EXTRAIT DU TEXTE:
L’écoute qui engage consiste à transformer ce qui va mal en un meilleur destin. Écouter, c’est porter la souffrance de l’autre en soi pour l’aider à vivre l’invivable
Rhizome : Que répondez-vous à ceux qui affirment que la multiplication des dispositifs d’écoute participe d’une psychologisation du social et donc à sa dépolitisation ?
Jean Furtos : La souffrance psychique d’origine sociale fait partie du politique au sens large. Nous avons besoin de croire en des valeurs et c’est important de pouvoir discuter de celles-ci.
Il ne faut pas dire à quelqu’un qui vous parle : « Ne me parlez pas, faites une révolution ou une manifestation. » Justement, si ces personnes pouvaient faire une révolution ou une manifestation, elles ne viendraient pas vous voir. Mais effectivement, il ne faut pas que l’écoute soit de la psychologisation, c’est ce que signifie le terme de « clinique psychosociale », 100 % psychique et 100 % sociale. Croire en un psychisme isolé du social et du politique serait une psychologisation.
L’écoute est la non-indifférence à la vie qui essaie de se dire à travers ses balbutiements et sa souffrance.
Le drame de l’écoute, c’est d’écouter des personnes qui vous disent : « Je ne crois plus en rien. » Se pose alors la question de la mort, du suicide ou du retrait. C’est très important d’écouter une personne qui exprime du découragement et du désespoir, car si je l’écoute avec intérêt, cela signifie qu’il y a au moins quelqu’un qui a un intérêt pour elle et donc que la vie sociale peut avoir un intérêt. Écouter la perte d’avenir, la mélancolisation du lien social, c’est inconfortable, mais majeur.

CONSIGNE: Poursuivez l'entretien sur l'écoute et la souffrance psychique en reprenant juste après sa dernière phrase.

DONNÉES PRÉSENTÉES:

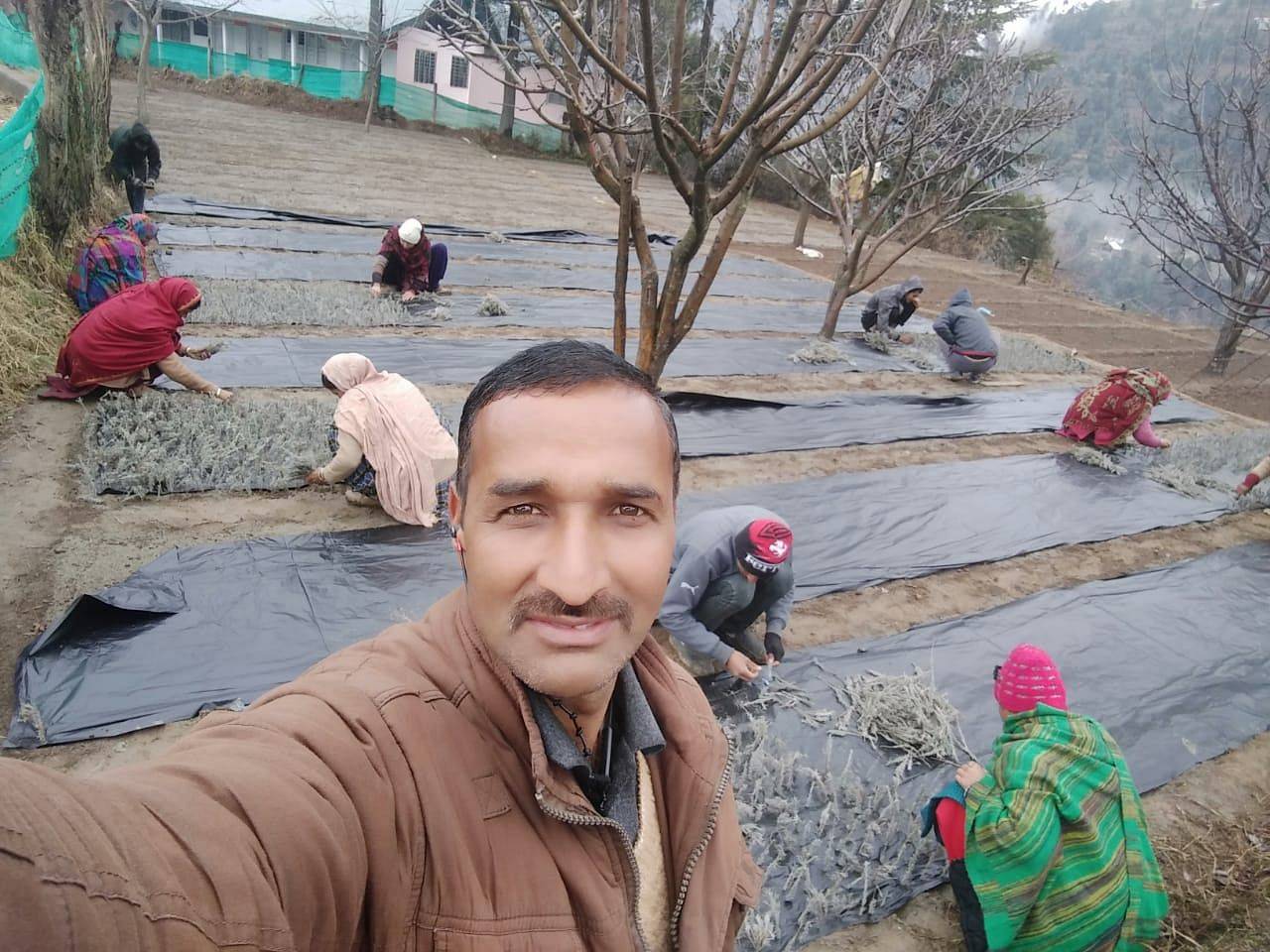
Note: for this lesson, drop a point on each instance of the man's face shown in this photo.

RÉSULTAT DE L'EXERCICE:
Rhizome : Faut-il être psy pour écouter ?
Jean Furtos : Heureusement que non. Le syndrome d’autoexclusion est trans nosographique et trans institutionnel. Il faut accepter de quitter provisoirement son coeur de métier pour pouvoir y loger l’autre.
Quand j’étais jeune psychiatre, j’écoutais les patients que je rencontrais avec une incertitude anxieuse : comment vais-je terminer l’entretien ? Est-ce que je vais l’hospitaliser ? Est-ce qu’il va mal ? Quel traitement vais-je lui donner ? Je me débrouillais, mais souvent j’avais cette inquiétude.
Aujourd’hui, ce n’est plus le cas. J’adopte une posture de « pure présence », d’écoute réelle et posée, avec une sorte de passivité active. J’écoute tout d’abord d’une manière désintéressée, j’écoute tout ce qui est dit, même si je ne comprends pas. J’écoute sans savoir ce que je vais proposer à la fin. Et j’interagis. Souvent on me demande : « Vous en pensez quoi docteur ? », ce à quoi je réponds : « Pour le moment, je n’en pense rien. » Avant de penser quoi que ce soit, il est important de ne pas plaquer des pages de livres que l’on a écrits soi-même ou que l’on a lus des autres, de ne pas « faire » de la nosographie. Sauf exception, il n’y a, à mon sens, aucun intérêt à dire trop vite à quelqu’un son diagnostic. Mais qu’est-ce qu’on va lui dire ?
Au final, nous devrons dire quelque chose à la personne que l’on écoute pour qu’elle n’ait pas l’impression d’avoir parlé pour rien, car nous devons accuser réception de sa parole et ouvrir au dialogue.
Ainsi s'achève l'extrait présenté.